EXERCISE TASKS:
1. According to the passage on translation alignment tools, what does LF Aligner rely on for automatic sentence pairing?
2. Transcribe the passage on translation alignment tools starting with "Note: Since it" and going on through "(java -jar Aligner.jar).".
3. Write the next part of the passage on translation alignment tools, picking up after its final sentence.

SOURCE EXTRACT:
* BEGIN *
Note: Since it relies JavaFX, which has been removed from more recent Java runtimes, you can use a Java 8 version to make it run without further condiguration (java -jar Aligner.jar).

LF Aligner (free, offline) is an excellent alignment tool which relies on Hunalign for automatic sentence pairing. Input: txt, doc, docx, rtf, pdf, html. Output: tab delimited txt, tmx, and xls. With web features. The Linux version opens an interactive easy to use terminal. The alignment review step requires editing the produced file in a spreadsheet program. The Windows version does not need installation and can run on Wine. It offers a GUI, and, at the alignment review/editing step, it opens an easy interface for splitting and merging source/target segments and fixing any alignment error.

WordFast Anywhere (free, online, registration needed) also integrates an autoaligner. Upload the source and target files, launch the alignment, and get a ZIP file with a TMX, XLS and TXT of automatically aligned bitext.

MateCat aligner (free, online) is a TMX creator whose design is very similar to MateCat translation editor and can be accessed via the Aligner tab from the MateCat homepage. It supports 69 file formats. Currently in beta.
* END *
RECORD SET:
* BEGIN *
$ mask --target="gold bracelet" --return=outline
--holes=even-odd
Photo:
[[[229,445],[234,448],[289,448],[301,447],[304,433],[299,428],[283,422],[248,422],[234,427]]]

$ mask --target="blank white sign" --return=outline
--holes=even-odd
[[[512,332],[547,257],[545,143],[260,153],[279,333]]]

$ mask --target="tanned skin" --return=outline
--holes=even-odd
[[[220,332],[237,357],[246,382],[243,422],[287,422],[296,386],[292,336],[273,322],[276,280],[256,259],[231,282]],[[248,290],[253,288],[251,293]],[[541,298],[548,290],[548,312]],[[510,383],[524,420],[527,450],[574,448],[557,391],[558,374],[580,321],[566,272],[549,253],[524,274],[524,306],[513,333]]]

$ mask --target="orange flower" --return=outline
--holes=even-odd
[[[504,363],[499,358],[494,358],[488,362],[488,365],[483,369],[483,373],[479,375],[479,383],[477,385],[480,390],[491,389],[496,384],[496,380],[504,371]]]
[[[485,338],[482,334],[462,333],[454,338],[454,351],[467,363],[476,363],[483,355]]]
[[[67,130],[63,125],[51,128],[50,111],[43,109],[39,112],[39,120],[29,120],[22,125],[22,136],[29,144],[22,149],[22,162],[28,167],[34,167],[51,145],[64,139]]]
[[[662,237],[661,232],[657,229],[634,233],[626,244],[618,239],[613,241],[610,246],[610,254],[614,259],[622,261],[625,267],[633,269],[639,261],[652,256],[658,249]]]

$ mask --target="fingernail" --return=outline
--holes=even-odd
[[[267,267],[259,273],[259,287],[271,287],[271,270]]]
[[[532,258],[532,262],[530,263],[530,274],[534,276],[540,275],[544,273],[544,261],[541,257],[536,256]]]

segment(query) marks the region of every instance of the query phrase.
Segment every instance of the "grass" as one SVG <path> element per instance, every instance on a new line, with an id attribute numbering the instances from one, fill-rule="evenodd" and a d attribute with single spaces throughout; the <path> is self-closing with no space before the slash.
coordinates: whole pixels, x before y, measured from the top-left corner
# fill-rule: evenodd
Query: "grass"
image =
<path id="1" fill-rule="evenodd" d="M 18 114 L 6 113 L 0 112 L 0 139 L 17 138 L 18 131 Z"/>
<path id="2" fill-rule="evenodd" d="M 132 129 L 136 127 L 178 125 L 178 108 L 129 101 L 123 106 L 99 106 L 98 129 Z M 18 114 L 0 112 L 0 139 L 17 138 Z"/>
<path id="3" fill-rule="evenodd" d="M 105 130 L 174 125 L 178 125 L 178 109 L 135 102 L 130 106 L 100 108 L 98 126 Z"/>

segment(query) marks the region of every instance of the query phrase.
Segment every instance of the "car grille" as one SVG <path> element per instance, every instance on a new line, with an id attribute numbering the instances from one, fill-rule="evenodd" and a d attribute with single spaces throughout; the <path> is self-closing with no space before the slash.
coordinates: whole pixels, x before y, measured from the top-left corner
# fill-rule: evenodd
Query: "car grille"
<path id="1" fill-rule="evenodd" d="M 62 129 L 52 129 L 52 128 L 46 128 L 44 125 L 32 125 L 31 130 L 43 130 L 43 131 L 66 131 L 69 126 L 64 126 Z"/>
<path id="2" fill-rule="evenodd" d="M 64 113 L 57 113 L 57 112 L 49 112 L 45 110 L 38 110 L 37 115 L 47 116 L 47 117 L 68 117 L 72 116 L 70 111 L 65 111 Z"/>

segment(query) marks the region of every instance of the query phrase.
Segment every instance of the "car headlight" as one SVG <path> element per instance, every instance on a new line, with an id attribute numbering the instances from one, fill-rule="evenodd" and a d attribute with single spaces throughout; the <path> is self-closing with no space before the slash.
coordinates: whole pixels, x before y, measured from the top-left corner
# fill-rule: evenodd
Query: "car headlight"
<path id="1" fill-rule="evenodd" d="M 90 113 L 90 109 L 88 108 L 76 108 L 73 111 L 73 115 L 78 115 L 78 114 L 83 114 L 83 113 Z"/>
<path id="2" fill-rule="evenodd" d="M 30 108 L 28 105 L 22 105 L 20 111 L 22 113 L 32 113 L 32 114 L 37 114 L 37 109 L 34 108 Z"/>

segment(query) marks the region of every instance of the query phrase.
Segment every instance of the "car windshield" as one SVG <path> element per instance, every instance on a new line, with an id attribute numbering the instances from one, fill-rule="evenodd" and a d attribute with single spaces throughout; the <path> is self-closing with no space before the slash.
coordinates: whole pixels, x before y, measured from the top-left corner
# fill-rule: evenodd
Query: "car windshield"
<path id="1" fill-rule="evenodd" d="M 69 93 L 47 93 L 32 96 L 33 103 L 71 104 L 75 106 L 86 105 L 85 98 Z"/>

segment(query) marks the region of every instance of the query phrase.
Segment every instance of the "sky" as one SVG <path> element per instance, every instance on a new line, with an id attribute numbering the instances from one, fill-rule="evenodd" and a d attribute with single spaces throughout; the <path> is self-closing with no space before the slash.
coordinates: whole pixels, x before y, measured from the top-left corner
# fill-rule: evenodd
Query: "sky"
* END *
EXERCISE RESPONSES:
1. Hunalign

2.
Note: Since it relies JavaFX, which has been removed from more recent Java runtimes, you can use a Java 8 version to make it run without further condiguration (java -jar Aligner.jar).

3.
WordFast Aligner (free, online). Paste the source and target text and align.

YouAlign.com (free, online, registration needed, 1MB max file size) an alignment tool based on AlignFactory, a powerful automated document alignment tool with a web crawler.

PlusTools is a free MS Word add-in that can handle multiple tasks, including aligning documents.

TM-Town (online, registration needed) has an alignment tool that can help you convert a source and target document into a translation memory (TM) file.

In addition, many other CAT tools, such as WordFast Pro, OmegaT, CafeTran Espresso, SmartCat and Memsource offer an alignment feature.

Handling tags

Word documents (especially those coming from OCR’d files or PDF converted files) are often strewn with codes which produce unnecessary tags when imported in a CAT tool. This tagged information shows up in the translation grid as spurious codes{1}around{2}, or even in the mid{3}dle of, words, making sentences difficult to read and translate and generally negating many of the productivity benefits of the program. There are ways to get around this.

CodeZapper (€20 licence) is a set of Word VBA macros designed to “clean up” Word files before being imported into a standalone translation environment so that the files have fewer tags.

TransTools - Document Cleaner (freeware) Part of the TransTools set of MS Office add-ins, Document Cleaner is a collection of tools for the preparation of badly formatted documents for translation. It features a Tag cleaner tool, which attempts to strip unnecessary tags.

CafeTran Espresso CAT tool offers a special filter to handle MS Word documents after OCR, which clears the source text of unnecessary formatting tags. It can prove useful anytime an MS Word document produces too many unnecessary tags.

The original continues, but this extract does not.